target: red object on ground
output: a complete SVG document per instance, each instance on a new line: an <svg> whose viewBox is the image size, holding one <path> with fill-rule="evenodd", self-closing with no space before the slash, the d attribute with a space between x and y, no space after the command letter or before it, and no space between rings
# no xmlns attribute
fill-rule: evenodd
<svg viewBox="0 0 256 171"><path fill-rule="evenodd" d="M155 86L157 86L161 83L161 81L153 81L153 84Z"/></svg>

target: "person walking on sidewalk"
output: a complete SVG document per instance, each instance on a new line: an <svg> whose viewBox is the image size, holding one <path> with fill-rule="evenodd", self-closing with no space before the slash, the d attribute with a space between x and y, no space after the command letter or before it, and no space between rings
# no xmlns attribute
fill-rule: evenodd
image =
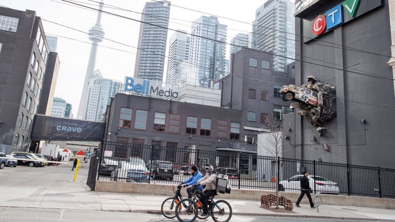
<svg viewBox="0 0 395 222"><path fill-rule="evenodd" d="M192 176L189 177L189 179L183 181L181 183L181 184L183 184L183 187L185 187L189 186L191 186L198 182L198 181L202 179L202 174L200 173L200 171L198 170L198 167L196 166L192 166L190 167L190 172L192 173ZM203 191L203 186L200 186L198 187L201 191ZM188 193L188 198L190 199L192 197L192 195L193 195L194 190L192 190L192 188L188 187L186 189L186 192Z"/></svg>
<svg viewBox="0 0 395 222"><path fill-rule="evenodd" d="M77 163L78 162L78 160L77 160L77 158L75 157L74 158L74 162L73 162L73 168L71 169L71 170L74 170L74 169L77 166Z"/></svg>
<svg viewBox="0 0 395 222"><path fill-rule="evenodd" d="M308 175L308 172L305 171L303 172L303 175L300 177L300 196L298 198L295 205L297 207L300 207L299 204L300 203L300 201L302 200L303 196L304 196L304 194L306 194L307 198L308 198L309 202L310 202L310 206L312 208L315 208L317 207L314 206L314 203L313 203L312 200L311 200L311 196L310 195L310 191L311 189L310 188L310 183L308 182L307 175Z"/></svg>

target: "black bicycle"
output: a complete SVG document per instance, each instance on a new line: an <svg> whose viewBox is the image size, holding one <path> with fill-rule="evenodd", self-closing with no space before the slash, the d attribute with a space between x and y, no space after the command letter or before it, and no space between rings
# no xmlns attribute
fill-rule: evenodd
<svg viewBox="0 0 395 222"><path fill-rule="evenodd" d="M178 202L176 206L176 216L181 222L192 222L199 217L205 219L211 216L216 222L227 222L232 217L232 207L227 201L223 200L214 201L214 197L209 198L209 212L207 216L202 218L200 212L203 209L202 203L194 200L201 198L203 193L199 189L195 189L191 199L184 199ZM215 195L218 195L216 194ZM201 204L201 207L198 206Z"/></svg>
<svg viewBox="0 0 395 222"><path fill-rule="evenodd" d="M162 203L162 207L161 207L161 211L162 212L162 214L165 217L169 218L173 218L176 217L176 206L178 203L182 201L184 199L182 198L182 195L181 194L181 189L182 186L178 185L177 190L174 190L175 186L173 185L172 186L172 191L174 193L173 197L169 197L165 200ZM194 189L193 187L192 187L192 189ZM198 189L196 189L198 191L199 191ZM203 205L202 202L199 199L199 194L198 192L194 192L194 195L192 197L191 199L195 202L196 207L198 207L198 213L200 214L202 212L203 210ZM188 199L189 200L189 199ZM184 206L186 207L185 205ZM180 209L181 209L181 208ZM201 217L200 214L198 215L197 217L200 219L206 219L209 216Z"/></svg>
■ ■ ■ ■ ■
### Instructions for the task
Put every line of the items above into a JSON list of strings, one string per line, leaving out blank lines and the pictures.

### Output of the task
[
  "target: red object on ground",
  "output: a complete SVG document per instance, each instance on a new line: an <svg> whose viewBox is the image size, holding one <path> with fill-rule=\"evenodd\", self-closing with no space before the slash, the d attribute with a space between x and y, no space after the command letter or before it, and no space between rings",
  "# no xmlns attribute",
  "fill-rule: evenodd",
  "<svg viewBox=\"0 0 256 171\"><path fill-rule=\"evenodd\" d=\"M155 86L157 86L161 83L161 81L153 81L153 84Z\"/></svg>",
  "target: \"person walking on sidewalk\"",
  "output: a complete SVG document per instance, each instance on a new line: an <svg> whose viewBox is the image size, holding one <path> with fill-rule=\"evenodd\", self-closing with no space before the slash, the d attribute with a space between x and y, no space after the command letter or before it, and no space between rings",
  "# no xmlns attribute",
  "fill-rule: evenodd",
  "image =",
  "<svg viewBox=\"0 0 395 222\"><path fill-rule=\"evenodd\" d=\"M192 176L189 177L189 179L183 181L181 183L181 184L183 184L183 187L185 187L189 186L191 186L198 182L198 181L202 179L202 174L200 173L200 171L198 170L198 167L196 166L192 166L190 167L190 172L192 173ZM203 191L203 186L200 186L198 187L201 191ZM188 193L188 198L190 199L192 197L192 195L193 195L194 190L192 190L192 188L188 187L186 189L186 192Z\"/></svg>",
  "<svg viewBox=\"0 0 395 222\"><path fill-rule=\"evenodd\" d=\"M77 163L78 162L78 160L77 160L77 158L75 157L74 158L74 162L73 162L73 168L71 169L71 170L74 170L74 169L77 166Z\"/></svg>",
  "<svg viewBox=\"0 0 395 222\"><path fill-rule=\"evenodd\" d=\"M308 175L308 172L305 171L303 172L303 175L300 177L300 196L298 198L295 205L297 207L300 207L299 204L300 203L300 201L302 200L303 196L304 196L304 194L306 194L307 198L308 198L309 202L310 202L310 206L312 208L315 208L317 207L314 206L314 203L313 203L312 200L311 200L311 196L310 195L310 191L311 189L310 188L310 183L308 182L307 175Z\"/></svg>",
  "target: \"black bicycle\"",
  "output: a complete SVG document per instance, each instance on a new line: an <svg> whose viewBox is the image size, holding one <path> with fill-rule=\"evenodd\", self-closing with no space before the slash, the d attribute with a space between x and y, no space after the command letter or before it, and no space between rings",
  "# no xmlns attribute",
  "fill-rule: evenodd",
  "<svg viewBox=\"0 0 395 222\"><path fill-rule=\"evenodd\" d=\"M178 202L176 206L176 216L181 222L192 222L199 217L205 219L211 216L216 222L227 222L232 217L232 207L227 201L223 200L214 201L214 197L209 198L209 212L207 216L202 218L200 212L203 209L202 203L194 200L201 198L203 193L199 189L195 189L191 199L184 199ZM215 195L218 195L216 194ZM201 204L201 207L198 206Z\"/></svg>",
  "<svg viewBox=\"0 0 395 222\"><path fill-rule=\"evenodd\" d=\"M162 203L162 207L161 207L161 211L162 212L162 214L165 217L169 218L173 218L176 217L176 206L178 203L182 201L184 199L182 198L182 195L181 194L181 189L182 186L178 185L177 190L174 190L175 186L173 185L172 186L172 191L174 193L173 197L169 197L165 200ZM194 189L193 187L192 187L192 189ZM198 189L196 189L198 191L199 191ZM203 205L202 202L199 199L199 194L198 192L194 192L194 195L192 197L191 199L195 202L196 207L198 207L198 213L200 214L202 212L203 210ZM188 199L189 200L189 199ZM184 206L186 207L185 205ZM180 209L181 209L181 208ZM201 217L200 214L198 215L197 217L200 219L206 219L209 216Z\"/></svg>"
]